EXTRACT PROVIDED:
((

Writing Moduler Exponentiation In Terms Of Other Roots (Related To Primitive Roots?)

Question

First, I am not a mathematician; my highest math courses were undergrad linear algebra and ODEs a decade ago, plus some additional learning on my own since then. I welcome correction on my terminology or suggestions of resources to study.

I have been playing with modular exponentiation. It's been known for centuries that some of the resulting cycles can be written in terms of others, with certain roots being "primitive" in that other cycles can be represented in terms of the primitive roots.

What I don't understand is why some cycles are obviously derivable from certain roots but non-obviously derivable from others. For example, take 2, 8, and -10 $\mod 36$:

2:  [2 4 8 16 -4 -8 -16 4 ...]
8:  [8 -8 8 ...]
-10: [-10 -8 8 -8...]

The relationship between 2 and 8 is obvious, because $8^n \mod 36 ≡ (2^3)^n \mod 36$.

What is not obvious to me is the relationship between 8 and -10 $\mod 36$, and yet $8^n \mod 36 ≡ (-10^3)^n \mod 36$. The only relationship I can see between 8, -10, and $-10^3$ is that $10^3 = 8 * 5^3$, but I don't see how that would make it obvious that 8's cycle can be derived from -10's.

))

TASKS TO COMPLETE:
1. Render this sentence from the forum post on modular exponentiation into French: "I welcome correction on my terminology or suggestions of resources to study."
2. From the rows, print the lines beginning at the line that contains "indicate the open" and stopping after the line that contains "column 337, row 194".
The rows bear no relation to the forum post.

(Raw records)

((

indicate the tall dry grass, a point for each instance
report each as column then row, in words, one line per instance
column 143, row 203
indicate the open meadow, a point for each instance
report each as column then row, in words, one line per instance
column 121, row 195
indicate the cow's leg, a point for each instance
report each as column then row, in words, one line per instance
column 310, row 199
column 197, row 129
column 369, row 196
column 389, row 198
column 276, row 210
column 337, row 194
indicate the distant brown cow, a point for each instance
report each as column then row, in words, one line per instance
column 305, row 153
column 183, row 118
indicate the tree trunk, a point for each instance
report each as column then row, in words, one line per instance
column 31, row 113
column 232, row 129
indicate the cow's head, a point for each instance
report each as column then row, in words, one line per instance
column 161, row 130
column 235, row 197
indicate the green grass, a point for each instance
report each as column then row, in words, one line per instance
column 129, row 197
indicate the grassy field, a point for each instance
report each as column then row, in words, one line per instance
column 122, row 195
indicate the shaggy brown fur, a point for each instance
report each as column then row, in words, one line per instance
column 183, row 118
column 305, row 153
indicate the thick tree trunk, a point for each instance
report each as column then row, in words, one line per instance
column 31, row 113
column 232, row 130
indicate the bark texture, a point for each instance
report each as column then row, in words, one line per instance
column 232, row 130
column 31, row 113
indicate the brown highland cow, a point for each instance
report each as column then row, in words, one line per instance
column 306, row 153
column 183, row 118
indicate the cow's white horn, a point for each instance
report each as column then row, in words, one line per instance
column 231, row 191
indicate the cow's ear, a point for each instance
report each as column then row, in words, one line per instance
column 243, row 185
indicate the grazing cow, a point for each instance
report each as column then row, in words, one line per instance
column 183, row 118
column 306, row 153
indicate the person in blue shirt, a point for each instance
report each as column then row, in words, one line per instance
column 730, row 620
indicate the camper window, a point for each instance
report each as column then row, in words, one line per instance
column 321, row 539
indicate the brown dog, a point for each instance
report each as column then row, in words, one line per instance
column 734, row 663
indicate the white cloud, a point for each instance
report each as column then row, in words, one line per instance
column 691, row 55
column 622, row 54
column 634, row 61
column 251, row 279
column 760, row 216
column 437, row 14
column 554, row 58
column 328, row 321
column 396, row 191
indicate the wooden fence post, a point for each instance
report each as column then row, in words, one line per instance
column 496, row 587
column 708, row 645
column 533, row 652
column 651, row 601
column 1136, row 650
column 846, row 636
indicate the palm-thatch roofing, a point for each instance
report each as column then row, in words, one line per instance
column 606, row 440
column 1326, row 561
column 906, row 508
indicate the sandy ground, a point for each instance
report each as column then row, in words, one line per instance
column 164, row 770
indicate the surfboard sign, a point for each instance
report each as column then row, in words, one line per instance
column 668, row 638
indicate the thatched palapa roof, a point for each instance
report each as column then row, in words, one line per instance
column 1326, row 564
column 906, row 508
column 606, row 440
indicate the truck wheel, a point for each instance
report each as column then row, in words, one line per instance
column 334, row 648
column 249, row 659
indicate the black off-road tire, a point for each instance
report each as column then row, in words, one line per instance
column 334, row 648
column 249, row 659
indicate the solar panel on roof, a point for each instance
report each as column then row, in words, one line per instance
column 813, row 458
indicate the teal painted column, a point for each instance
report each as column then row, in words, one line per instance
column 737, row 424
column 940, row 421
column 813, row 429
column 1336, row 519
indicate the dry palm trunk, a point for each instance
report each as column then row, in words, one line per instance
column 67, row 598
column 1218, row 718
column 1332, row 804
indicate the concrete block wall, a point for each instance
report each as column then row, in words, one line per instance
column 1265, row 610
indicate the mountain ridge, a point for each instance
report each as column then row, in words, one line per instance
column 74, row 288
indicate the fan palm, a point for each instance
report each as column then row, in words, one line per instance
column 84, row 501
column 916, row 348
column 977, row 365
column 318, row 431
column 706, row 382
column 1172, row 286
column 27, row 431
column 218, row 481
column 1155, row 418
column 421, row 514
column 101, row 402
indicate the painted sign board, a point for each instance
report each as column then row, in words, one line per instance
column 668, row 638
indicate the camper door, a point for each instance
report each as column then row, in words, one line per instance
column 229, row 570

))

ANSWERS BY TASK:
1. J'accueille volontiers les corrections concernant ma terminologie ou des suggestions de ressources à étudier.

2.
indicate the open meadow, a point for each instance
report each as column then row, in words, one line per instance
column 121, row 195
indicate the cow's leg, a point for each instance
report each as column then row, in words, one line per instance
column 310, row 199
column 197, row 129
column 369, row 196
column 389, row 198
column 276, row 210
column 337, row 194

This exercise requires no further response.